* Passage provided:
^^^^
Lightning Network has been used in production and actually has been supported by many major centralized exchanges as a way to deposit or withdraw Bitcoins. It is useful to note that Lightning Network also offers some notion of privacy, as only the final settlement amount of the payment channel is revealed on the public network.
The downsides of Lightning Network, which are why the scaling problem of Bitcoin is not solved yet, are therefore worth a careful look.
To prevent another party of the payment channel to maliciously close it with an outdated balance, each party needs to either, by themselves, carefully look over the Bitcoin blockchain and challenge the closure before it is completed, or find third-party services, called watchtowers, to witness the Bitcoin blockchain on behalf of the user. This somehow increases the overhead of the Bitcoin network, adds some burdens to the users, and often makes the Lightning network not fully trustless for many users who cannot watch the Bitcoin network themselves. This has been the main limitation because a failure to detect malicious closure and stop them within the prescribed time will end up simple money loss.
Routing through multiple payment channels is sometimes easy, sometimes difficult, and is based on public nodes and their channels. This already implies another fundamental limitation—one cannot send the payment to another user who does not have any active payment channel with one of the public nodes, which likely constitute the majority of the Bitcoin users. The necessity for a user to “register” in the Lightning Network in order to receive payments (and do not forget the need to watch over the blockchain) may already exclude users who do not have any demand to set up Lightning Network.
^^^^
* Dataset extract:
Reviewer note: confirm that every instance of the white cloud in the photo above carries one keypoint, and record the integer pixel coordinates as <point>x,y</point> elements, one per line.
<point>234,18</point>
^^^^
* Stated goal 1:
Write out the part of the Lightning Network passage starting at "To prevent another" and ending at "simple money loss.".
* Stated goal 2:
In the Lightning Network passage, what are the third-party services that witness the Bitcoin blockchain on behalf of a user called?

* Expected answer 1:
To prevent another party of the payment channel to maliciously close it with an outdated balance, each party needs to either, by themselves, carefully look over the Bitcoin blockchain and challenge the closure before it is completed, or find third-party services, called watchtowers, to witness the Bitcoin blockchain on behalf of the user. This somehow increases the overhead of the Bitcoin network, adds some burdens to the users, and often makes the Lightning network not fully trustless for many users who cannot watch the Bitcoin network themselves. This has been the main limitation because a failure to detect malicious closure and stop them within the prescribed time will end up simple money loss.

* Expected answer 2:
Watchtowers